**Job:**
Which lines of the entries below contain the string "desk"? Show each of those lines in full, treating uppercase and lowercase as different.

-- Start of The data --

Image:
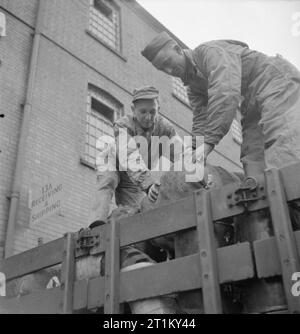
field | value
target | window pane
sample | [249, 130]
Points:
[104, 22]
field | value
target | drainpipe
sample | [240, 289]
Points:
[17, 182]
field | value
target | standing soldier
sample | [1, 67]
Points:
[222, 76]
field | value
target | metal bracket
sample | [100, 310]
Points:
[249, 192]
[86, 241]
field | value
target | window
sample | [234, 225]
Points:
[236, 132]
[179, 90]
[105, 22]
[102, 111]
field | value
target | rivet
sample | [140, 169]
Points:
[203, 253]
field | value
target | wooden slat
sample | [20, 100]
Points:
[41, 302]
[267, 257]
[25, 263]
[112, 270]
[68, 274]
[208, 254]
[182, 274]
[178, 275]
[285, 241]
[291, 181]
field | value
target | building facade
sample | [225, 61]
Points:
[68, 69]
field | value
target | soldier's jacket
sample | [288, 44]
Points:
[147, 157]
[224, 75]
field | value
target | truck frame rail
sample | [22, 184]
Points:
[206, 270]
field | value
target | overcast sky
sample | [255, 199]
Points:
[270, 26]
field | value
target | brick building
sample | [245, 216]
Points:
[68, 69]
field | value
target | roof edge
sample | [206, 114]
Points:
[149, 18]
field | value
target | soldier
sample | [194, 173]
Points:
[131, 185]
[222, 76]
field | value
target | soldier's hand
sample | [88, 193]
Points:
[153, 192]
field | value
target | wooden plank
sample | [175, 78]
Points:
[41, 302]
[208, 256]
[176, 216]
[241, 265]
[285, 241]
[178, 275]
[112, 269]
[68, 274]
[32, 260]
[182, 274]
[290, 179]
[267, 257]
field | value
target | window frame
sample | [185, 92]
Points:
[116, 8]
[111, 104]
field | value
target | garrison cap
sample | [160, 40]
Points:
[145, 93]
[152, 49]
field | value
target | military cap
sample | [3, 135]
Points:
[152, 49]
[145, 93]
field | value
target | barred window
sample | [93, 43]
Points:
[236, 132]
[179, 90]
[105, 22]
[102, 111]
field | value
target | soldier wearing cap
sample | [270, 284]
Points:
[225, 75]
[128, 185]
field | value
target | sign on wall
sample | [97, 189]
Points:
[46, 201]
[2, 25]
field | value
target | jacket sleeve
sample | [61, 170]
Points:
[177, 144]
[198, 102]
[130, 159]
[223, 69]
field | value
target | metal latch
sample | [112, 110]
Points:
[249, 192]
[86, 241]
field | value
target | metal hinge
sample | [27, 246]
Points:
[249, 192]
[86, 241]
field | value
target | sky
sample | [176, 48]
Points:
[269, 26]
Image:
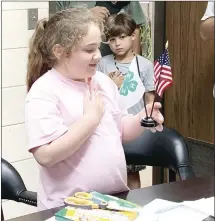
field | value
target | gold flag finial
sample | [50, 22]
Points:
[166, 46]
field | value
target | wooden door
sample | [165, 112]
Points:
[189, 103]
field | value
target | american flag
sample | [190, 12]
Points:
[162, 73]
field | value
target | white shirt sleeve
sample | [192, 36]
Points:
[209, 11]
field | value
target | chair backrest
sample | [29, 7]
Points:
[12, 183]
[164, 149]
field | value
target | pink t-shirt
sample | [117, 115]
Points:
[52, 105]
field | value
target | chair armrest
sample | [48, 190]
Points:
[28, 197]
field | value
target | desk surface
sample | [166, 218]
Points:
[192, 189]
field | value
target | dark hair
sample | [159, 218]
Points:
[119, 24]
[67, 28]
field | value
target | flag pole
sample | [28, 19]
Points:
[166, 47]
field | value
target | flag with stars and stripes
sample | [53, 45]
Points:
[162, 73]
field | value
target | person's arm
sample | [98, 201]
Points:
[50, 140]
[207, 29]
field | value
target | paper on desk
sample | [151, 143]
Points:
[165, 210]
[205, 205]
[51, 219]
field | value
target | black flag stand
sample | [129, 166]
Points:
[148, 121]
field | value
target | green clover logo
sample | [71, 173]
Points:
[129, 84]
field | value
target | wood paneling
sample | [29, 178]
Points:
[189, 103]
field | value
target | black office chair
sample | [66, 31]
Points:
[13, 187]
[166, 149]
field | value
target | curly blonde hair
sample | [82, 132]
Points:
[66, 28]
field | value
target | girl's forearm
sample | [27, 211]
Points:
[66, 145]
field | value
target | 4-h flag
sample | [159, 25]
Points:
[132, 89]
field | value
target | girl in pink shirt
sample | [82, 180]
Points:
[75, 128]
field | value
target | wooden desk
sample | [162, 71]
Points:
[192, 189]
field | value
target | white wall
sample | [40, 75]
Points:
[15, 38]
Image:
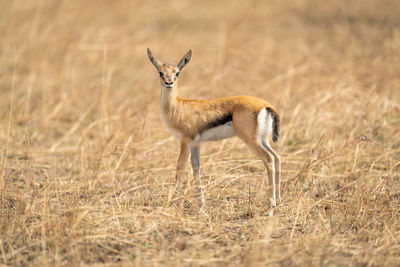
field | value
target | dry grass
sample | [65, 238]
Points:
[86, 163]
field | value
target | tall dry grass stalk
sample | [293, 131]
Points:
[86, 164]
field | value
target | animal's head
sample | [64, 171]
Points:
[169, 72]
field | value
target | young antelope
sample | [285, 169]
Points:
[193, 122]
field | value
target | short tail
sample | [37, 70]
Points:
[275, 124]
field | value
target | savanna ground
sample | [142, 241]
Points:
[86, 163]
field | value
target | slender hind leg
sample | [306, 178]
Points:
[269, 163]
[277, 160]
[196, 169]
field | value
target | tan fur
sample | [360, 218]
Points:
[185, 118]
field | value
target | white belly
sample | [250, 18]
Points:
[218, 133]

-- End of The data --

**Result of the task:**
target | desk surface
target | paper on desk
target | wooden desk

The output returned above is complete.